Task directions: Only lines containing the string "black" belong in the answer; find them in the records and copy them.

Records shown:
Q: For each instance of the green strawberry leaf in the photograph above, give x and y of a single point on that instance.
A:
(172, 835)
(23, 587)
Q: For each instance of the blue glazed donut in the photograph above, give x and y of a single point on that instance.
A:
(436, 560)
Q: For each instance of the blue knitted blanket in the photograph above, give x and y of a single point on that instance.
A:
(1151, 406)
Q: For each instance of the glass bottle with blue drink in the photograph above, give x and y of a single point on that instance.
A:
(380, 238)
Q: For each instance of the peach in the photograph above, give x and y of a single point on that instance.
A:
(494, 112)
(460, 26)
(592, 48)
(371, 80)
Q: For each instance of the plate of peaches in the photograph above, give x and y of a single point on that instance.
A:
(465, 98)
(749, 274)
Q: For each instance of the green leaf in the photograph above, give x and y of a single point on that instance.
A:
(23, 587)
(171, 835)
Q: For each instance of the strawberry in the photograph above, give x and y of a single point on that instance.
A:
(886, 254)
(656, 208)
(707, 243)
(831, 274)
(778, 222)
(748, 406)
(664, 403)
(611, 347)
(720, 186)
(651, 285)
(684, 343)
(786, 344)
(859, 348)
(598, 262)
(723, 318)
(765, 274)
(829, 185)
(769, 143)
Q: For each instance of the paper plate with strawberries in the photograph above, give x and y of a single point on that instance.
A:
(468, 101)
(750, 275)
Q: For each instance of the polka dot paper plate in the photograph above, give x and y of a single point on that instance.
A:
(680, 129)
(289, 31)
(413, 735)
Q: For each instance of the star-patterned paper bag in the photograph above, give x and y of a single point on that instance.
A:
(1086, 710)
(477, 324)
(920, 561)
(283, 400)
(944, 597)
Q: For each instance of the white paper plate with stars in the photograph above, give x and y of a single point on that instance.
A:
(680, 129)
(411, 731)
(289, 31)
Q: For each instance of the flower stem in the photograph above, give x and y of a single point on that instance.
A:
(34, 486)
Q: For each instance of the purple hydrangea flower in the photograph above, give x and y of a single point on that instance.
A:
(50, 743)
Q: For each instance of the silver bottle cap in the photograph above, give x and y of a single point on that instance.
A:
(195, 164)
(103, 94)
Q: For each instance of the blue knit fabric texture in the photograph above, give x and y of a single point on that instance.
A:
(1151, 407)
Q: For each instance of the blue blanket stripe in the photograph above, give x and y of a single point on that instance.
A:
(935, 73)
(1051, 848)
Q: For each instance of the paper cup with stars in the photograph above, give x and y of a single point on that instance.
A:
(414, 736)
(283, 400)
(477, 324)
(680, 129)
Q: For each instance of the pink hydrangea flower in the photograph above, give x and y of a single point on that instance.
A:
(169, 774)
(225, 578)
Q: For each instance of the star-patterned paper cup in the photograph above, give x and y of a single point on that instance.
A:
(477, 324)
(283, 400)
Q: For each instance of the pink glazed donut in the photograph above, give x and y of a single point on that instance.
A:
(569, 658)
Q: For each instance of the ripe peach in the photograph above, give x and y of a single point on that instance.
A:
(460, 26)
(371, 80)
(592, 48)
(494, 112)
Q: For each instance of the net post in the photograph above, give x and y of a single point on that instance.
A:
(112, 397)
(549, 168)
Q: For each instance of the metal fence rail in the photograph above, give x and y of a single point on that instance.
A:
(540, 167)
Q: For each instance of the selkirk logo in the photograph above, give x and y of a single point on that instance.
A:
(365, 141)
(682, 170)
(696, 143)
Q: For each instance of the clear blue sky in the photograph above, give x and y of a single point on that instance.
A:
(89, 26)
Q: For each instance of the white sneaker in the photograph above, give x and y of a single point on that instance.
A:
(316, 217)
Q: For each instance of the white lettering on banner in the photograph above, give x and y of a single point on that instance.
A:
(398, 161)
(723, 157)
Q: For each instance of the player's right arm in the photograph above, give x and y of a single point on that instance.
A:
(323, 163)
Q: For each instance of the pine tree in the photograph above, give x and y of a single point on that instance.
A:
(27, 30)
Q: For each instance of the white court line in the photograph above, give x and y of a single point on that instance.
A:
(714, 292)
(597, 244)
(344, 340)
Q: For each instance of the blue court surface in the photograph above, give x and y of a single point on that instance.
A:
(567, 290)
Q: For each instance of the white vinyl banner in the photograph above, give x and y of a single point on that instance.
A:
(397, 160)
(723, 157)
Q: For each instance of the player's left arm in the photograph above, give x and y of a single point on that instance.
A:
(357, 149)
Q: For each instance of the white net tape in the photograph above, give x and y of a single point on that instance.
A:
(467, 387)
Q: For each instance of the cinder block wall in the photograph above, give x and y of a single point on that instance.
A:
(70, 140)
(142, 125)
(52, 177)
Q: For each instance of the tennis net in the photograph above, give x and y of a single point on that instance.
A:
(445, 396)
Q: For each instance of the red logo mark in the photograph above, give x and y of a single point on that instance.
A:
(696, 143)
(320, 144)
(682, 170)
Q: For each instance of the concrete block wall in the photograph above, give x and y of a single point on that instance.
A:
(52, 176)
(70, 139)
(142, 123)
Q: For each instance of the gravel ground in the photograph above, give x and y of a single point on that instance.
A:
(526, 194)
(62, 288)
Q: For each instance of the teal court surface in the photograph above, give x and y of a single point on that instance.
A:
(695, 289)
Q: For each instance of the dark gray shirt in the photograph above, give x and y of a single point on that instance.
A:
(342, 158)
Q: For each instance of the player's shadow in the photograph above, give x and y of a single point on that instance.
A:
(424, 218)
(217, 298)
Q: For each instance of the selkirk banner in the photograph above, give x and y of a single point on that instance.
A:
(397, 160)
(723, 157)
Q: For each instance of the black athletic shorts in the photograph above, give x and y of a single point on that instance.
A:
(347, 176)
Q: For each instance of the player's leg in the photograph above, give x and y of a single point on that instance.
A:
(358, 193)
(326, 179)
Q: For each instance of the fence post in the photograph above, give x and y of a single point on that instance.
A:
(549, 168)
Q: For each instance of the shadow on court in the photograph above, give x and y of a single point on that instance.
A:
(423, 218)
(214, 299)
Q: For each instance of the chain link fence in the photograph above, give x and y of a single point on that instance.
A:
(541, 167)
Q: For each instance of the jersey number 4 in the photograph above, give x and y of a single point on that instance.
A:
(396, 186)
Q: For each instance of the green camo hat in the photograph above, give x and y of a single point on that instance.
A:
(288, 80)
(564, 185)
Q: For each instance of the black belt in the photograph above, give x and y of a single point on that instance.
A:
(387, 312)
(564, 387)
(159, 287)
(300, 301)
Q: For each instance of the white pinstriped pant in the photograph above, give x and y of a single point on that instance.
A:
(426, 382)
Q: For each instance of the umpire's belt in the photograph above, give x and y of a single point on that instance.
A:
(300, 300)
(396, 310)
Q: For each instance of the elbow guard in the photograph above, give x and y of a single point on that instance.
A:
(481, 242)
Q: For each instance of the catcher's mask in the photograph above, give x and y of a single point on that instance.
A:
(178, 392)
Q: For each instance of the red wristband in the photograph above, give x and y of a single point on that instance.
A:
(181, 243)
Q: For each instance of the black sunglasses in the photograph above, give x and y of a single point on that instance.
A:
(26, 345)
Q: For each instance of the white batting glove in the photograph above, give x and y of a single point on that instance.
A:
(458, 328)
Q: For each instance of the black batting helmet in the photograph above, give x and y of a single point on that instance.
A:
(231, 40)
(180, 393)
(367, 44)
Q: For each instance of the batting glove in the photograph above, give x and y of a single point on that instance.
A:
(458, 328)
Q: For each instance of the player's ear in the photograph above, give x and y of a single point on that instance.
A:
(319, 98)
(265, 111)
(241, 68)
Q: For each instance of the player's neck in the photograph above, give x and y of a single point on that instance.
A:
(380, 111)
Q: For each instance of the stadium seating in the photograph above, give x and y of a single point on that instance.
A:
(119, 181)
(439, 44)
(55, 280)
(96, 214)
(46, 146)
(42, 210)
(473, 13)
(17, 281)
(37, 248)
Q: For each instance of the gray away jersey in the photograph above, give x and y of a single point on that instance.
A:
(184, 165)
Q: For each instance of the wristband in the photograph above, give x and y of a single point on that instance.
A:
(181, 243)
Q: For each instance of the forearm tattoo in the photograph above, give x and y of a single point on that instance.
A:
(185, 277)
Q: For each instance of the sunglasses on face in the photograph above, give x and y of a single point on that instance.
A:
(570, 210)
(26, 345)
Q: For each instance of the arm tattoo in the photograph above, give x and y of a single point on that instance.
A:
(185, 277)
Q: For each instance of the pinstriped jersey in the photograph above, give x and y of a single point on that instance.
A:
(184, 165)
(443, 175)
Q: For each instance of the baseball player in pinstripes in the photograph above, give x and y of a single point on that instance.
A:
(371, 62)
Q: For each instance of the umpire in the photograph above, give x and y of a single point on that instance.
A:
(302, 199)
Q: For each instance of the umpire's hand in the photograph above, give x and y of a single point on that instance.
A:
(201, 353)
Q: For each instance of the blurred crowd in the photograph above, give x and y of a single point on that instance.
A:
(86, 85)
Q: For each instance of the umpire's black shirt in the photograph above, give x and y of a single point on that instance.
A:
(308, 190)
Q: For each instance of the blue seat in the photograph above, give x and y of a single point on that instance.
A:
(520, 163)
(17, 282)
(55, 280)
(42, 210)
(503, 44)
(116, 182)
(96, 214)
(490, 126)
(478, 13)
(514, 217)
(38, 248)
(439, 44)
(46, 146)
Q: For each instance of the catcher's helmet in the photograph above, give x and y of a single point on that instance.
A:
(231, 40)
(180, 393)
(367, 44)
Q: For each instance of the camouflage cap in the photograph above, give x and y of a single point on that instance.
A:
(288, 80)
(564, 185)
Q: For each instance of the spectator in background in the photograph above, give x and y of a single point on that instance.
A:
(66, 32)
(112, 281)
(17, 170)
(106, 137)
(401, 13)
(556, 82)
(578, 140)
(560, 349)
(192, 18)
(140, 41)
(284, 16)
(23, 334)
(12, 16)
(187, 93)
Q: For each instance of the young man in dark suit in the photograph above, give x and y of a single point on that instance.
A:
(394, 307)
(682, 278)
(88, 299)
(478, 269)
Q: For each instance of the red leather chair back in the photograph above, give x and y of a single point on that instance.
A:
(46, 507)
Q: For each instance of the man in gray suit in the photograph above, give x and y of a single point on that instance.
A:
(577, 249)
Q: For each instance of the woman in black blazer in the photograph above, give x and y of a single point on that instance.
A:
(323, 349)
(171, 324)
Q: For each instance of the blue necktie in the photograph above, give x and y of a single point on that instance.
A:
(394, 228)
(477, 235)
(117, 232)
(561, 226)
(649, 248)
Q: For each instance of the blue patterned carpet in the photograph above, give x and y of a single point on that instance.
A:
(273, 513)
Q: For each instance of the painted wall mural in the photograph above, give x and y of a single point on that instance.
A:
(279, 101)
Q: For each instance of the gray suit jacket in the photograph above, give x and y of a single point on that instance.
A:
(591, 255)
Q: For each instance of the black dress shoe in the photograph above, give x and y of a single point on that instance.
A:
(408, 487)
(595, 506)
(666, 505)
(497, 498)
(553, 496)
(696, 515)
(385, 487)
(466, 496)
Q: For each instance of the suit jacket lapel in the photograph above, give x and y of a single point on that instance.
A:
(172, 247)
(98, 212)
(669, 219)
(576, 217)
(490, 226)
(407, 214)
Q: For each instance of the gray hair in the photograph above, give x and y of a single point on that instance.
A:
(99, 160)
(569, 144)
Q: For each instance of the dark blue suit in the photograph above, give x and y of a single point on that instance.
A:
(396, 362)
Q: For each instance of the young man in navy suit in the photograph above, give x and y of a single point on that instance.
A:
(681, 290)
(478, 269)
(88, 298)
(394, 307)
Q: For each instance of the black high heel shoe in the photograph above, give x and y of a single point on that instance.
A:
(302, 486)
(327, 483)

Task output:
Q: For each instance of the black athletic shorts in the photograph above, give x and y of a single point on that instance.
Q: For each instance of the black belt in the photograph above, give x and y of a single point on that instance.
Q: For each instance of the black sunglasses in the photograph above, give x and y of a single point on that instance.
Q: For each instance of the black batting helmet in the photograph above, give x and y of a single point on that instance.
Q: For each instance of the umpire's black shirt in the photograph above, give x and y of a single point on that instance.
Q: For each instance of the woman in black blazer in the photograph above, give x and y of a single point on that instance.
Q: For each instance of the black dress shoe in the photograph above, give x and y of a single point on that instance.
Q: For each instance of the black high heel shoe in the photograph above, give x and y of a single point on that instance.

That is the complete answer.